Record set ::
§
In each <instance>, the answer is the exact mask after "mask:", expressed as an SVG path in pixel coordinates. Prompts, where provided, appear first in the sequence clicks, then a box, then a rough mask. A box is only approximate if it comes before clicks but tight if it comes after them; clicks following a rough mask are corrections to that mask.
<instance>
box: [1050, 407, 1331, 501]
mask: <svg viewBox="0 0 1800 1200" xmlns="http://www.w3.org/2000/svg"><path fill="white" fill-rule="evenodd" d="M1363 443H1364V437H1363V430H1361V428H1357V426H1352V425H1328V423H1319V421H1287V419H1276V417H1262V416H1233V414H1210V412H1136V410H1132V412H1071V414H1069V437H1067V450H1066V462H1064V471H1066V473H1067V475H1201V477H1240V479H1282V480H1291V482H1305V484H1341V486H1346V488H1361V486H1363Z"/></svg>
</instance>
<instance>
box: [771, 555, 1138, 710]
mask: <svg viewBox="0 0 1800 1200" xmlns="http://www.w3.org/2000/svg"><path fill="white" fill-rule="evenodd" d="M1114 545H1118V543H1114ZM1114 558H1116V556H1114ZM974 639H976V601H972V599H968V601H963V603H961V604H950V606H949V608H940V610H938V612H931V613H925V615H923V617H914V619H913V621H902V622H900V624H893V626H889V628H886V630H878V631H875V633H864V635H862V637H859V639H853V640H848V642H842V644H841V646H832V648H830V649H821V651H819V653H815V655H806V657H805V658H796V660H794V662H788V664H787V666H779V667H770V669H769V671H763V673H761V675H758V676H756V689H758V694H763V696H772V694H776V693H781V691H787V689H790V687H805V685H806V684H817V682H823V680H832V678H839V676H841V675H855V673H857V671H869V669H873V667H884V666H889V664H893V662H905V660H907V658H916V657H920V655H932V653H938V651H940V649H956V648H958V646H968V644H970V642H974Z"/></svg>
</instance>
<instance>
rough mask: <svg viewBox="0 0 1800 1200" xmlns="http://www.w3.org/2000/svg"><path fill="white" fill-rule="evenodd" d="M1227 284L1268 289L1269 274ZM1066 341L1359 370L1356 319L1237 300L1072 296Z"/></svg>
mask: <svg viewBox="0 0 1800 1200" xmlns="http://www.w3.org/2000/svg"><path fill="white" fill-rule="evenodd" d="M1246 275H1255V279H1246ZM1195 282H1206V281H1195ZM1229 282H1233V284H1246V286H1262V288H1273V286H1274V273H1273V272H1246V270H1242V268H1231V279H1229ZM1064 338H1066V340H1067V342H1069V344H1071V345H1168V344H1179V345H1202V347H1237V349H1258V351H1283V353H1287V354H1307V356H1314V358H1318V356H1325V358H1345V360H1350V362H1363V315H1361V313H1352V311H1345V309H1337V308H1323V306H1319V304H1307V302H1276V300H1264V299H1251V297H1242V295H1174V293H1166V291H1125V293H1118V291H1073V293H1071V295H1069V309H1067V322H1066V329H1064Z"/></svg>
§
What you should do :: List each line in the material above that contains the word "rough".

Written answer ::
In each <instance>, the answer is the exact mask after "mask:", expressed as an SVG path in pixel coordinates. Prompts, where provided, appear first in the sequence clicks, then a box, then a rough mask. A box is only approximate if it comes before clicks but tight if it comes after them; clicks following a rough mask are corrections to that mask.
rough mask: <svg viewBox="0 0 1800 1200" xmlns="http://www.w3.org/2000/svg"><path fill="white" fill-rule="evenodd" d="M1227 284L1268 289L1269 274ZM1066 341L1359 370L1356 319L1237 300L1072 296Z"/></svg>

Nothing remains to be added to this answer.